▸ **What this task involves**: Update the lines below by changing every "point out" to "mark" and leaving everything else as it is. Omit the pictures from your output.

▸ **Working data**:
========================

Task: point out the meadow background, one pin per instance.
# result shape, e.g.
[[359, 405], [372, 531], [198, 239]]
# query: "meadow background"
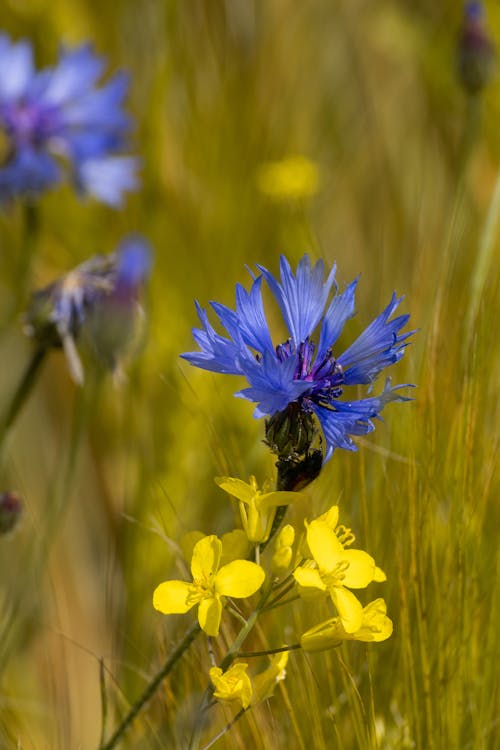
[[407, 172]]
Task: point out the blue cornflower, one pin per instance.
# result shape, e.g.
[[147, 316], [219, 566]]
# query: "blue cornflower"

========================

▸ **Full response**:
Task: mark the meadow background, one pin per instance.
# result shape, e.g.
[[359, 405], [372, 531], [198, 239]]
# query: "meadow background"
[[407, 172]]
Task: mark the blue cornflower, one pin per instance.
# result shape, e.g.
[[147, 316], [219, 566]]
# query: "blue cornflower"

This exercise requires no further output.